━━━ MATERIAL

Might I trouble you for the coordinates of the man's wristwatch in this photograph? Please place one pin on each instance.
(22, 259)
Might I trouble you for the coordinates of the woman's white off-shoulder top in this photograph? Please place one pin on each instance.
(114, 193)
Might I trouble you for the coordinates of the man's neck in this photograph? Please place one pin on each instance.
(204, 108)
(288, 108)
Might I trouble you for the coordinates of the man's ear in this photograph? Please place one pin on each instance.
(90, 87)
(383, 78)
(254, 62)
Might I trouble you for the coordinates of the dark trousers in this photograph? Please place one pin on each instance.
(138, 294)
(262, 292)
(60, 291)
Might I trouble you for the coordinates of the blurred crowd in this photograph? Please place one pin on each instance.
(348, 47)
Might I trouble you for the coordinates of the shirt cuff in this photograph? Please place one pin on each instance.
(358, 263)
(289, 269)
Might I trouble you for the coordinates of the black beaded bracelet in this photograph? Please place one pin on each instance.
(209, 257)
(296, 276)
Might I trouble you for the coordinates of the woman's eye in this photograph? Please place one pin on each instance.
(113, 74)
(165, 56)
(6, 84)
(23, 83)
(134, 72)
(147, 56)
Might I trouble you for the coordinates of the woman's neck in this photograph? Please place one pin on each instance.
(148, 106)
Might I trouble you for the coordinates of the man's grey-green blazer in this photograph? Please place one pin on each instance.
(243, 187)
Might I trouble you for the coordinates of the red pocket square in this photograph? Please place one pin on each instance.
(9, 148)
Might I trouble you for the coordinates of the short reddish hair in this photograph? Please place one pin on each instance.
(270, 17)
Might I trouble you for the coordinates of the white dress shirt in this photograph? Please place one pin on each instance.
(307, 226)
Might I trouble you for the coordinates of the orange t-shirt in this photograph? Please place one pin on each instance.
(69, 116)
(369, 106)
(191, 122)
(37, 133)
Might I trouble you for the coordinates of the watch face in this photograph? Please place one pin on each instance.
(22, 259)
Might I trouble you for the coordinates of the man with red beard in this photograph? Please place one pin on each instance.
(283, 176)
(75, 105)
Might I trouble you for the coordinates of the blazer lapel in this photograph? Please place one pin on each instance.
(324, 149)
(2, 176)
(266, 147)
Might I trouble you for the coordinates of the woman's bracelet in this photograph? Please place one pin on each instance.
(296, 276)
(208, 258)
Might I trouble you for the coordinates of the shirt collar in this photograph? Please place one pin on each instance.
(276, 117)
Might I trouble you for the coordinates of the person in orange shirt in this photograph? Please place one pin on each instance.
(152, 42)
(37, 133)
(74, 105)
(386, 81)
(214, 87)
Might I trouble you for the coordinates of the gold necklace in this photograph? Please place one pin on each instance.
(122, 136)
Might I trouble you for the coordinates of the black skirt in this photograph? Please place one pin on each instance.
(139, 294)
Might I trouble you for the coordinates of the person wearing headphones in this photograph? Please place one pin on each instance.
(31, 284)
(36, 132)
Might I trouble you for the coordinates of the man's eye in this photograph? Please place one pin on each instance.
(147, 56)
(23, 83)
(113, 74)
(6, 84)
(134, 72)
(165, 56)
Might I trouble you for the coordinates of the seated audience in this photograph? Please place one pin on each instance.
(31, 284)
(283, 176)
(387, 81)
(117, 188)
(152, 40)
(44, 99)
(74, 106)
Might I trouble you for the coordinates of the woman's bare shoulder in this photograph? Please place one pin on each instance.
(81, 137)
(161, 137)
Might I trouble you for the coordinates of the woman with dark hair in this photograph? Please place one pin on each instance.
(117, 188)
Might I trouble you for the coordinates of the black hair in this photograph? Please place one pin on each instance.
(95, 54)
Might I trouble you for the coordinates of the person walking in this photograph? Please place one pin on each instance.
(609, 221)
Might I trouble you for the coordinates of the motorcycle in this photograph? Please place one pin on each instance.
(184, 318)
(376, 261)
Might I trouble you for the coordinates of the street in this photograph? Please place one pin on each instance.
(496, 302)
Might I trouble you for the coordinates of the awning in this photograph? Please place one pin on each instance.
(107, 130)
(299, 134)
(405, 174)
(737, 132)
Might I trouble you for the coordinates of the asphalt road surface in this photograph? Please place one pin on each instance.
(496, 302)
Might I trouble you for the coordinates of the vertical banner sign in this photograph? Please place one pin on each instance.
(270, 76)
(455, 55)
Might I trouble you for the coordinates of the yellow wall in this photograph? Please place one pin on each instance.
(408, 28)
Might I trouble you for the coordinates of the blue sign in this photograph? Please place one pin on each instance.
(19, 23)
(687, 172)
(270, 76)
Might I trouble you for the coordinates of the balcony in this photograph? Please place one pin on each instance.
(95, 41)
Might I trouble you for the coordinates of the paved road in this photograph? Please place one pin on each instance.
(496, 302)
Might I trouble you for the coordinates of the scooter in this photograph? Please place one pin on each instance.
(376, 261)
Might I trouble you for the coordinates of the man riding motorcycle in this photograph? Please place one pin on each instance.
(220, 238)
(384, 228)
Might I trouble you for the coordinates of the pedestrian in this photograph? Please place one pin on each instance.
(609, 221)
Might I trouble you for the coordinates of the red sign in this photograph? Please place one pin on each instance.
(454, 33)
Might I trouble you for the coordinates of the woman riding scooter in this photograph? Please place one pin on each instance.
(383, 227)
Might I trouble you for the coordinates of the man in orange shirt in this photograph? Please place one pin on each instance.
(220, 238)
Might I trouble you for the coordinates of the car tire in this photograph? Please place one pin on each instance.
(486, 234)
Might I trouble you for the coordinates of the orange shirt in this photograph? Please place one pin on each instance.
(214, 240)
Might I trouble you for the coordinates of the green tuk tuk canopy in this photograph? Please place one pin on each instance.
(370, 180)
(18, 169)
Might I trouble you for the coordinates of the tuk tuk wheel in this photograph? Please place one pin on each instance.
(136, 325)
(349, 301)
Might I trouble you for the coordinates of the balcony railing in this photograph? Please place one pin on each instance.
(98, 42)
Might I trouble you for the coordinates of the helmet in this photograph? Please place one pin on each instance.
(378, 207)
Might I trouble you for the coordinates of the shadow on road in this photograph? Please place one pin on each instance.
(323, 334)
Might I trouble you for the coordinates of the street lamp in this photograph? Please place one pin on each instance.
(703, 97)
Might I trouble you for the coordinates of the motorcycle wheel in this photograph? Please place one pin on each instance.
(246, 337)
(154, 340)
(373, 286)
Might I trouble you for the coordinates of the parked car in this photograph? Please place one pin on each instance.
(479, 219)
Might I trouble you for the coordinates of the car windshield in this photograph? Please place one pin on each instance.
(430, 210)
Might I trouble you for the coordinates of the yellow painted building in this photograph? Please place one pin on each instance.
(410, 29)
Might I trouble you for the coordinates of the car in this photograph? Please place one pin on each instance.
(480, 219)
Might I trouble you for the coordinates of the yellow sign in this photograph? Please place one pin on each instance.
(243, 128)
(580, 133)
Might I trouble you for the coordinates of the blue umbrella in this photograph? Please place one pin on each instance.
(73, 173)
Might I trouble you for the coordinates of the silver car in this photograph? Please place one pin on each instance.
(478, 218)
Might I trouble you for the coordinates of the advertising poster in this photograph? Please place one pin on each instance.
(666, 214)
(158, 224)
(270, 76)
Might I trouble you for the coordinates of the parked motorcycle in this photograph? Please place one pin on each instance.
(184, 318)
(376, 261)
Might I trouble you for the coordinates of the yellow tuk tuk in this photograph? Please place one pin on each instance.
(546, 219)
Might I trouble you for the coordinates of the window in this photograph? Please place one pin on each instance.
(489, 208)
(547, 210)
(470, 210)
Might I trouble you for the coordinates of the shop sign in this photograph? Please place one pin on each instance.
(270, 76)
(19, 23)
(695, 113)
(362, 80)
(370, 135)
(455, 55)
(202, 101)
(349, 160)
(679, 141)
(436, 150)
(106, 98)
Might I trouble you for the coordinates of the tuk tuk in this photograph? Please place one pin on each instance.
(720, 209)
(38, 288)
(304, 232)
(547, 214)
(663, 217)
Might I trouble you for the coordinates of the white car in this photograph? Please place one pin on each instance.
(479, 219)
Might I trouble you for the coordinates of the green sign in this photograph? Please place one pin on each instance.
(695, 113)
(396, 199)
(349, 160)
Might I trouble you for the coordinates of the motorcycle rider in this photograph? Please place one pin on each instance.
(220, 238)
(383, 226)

━━━━━━

SET EXERCISE>
Could you give again exactly the lines from the line containing "Might I trouble you for the coordinates of the blue umbrella" through the final line of the data above, and no others?

OUTPUT FOR THIS TASK>
Might I trouble you for the coordinates of the blue umbrella in this photograph? Please place one pin on each instance.
(73, 173)
Might I trouble you for the coordinates of the silver car in this photograph? Please place one pin on each instance.
(478, 218)
Might I trouble you for the coordinates of the advertising poster in this photograph? Please place one pin on each instance.
(666, 214)
(158, 224)
(270, 76)
Might I trouble you for the coordinates of the parked motorcycle in this photograph? Please place one pin on each instance.
(184, 318)
(376, 261)
Might I trouble you for the coordinates of the yellow tuk tuk in this photograph? Please place one pin on each instance.
(546, 219)
Might I trouble you for the coordinates of the window in this photograph? Please place one pin on each instance.
(489, 208)
(547, 210)
(470, 210)
Might I trouble you for the coordinates of the shop sign in this photograph? Please place one pin on each instance.
(270, 76)
(19, 23)
(695, 113)
(362, 80)
(370, 135)
(455, 55)
(202, 101)
(349, 160)
(679, 141)
(436, 150)
(106, 98)
Might I trouble you for the coordinates of the tuk tuk in this photograph? Please place one pin on each instance.
(720, 209)
(38, 288)
(304, 232)
(547, 214)
(663, 217)
Might I trouble you for the coordinates of the white car in this photograph? Please place one pin on each instance.
(479, 219)
Might I trouble you for the coordinates of the green sign in this photograph? Please place one pin on each instance.
(695, 113)
(396, 199)
(349, 160)
Might I trouble you for the coordinates of the motorcycle rider in this photograph? Please place one pin on each instance.
(220, 238)
(383, 226)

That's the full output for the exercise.